++++ Records for this task

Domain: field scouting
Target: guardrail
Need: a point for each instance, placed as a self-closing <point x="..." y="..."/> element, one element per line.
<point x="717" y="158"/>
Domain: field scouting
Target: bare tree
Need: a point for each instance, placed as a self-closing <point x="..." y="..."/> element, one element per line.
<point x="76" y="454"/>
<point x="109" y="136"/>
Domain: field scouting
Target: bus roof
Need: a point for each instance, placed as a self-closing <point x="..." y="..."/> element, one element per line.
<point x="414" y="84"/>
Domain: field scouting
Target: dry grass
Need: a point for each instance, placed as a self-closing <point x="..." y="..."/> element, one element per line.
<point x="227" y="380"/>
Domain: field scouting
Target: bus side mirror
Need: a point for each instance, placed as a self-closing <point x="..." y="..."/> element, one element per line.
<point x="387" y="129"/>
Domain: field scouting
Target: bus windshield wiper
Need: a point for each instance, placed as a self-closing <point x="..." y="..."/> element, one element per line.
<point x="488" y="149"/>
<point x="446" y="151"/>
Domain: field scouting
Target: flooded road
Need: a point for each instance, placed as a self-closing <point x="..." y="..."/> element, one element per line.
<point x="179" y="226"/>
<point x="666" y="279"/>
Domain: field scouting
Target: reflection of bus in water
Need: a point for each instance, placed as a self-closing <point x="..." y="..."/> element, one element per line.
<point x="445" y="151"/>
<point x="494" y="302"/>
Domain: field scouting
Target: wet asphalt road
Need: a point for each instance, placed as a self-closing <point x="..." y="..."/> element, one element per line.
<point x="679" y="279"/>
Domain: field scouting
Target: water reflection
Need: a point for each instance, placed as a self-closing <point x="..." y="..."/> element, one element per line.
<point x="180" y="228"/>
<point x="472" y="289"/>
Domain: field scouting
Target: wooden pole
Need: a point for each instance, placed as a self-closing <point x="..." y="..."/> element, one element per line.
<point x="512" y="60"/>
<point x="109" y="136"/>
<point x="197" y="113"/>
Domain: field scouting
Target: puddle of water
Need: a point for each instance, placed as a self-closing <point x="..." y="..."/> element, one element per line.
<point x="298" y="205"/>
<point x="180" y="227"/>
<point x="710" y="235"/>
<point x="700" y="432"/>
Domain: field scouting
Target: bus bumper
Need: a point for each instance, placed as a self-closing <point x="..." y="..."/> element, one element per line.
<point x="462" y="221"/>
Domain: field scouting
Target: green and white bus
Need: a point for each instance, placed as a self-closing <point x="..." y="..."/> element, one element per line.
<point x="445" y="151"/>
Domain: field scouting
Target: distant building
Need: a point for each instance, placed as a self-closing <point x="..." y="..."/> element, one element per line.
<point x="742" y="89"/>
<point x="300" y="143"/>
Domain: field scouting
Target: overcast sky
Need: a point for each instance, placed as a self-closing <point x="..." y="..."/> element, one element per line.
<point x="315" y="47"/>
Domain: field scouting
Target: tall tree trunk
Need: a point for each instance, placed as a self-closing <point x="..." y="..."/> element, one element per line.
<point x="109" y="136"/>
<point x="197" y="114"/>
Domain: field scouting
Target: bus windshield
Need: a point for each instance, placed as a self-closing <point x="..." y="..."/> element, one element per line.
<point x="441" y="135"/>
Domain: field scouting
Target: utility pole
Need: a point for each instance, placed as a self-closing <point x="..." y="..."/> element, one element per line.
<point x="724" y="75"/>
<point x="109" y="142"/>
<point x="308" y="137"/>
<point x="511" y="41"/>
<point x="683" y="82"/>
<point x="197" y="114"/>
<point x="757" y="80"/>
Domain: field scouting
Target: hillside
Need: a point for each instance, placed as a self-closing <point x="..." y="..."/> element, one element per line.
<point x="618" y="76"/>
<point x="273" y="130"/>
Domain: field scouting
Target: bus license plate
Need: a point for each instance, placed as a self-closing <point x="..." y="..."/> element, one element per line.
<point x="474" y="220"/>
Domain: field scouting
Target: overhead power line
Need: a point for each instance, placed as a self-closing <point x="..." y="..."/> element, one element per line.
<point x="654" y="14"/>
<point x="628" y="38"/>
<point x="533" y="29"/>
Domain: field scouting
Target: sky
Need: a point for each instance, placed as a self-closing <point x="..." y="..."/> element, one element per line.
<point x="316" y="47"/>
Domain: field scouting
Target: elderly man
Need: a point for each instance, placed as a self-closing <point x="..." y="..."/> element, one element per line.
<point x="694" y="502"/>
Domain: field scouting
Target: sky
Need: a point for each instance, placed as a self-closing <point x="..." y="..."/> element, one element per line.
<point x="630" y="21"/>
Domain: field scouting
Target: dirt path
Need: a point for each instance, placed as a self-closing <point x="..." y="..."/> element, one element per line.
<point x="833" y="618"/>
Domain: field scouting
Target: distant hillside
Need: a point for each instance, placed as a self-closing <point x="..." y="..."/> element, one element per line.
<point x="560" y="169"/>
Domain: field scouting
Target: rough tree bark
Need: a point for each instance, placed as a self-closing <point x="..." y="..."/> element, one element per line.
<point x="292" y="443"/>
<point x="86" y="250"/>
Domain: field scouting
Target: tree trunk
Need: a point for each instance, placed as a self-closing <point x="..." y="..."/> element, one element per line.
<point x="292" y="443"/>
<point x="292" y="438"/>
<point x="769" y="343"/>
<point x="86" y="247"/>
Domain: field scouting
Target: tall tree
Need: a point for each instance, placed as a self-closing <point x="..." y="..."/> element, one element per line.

++++++++

◆ **Problem description**
Find every line above that contains the word "tree" and copy each one in full, treating uppercase and lowercase as different.

◆ **Exercise output**
Target: bare tree
Target: tall tree trunk
Target: rough tree bark
Target: tree trunk
Target: tall tree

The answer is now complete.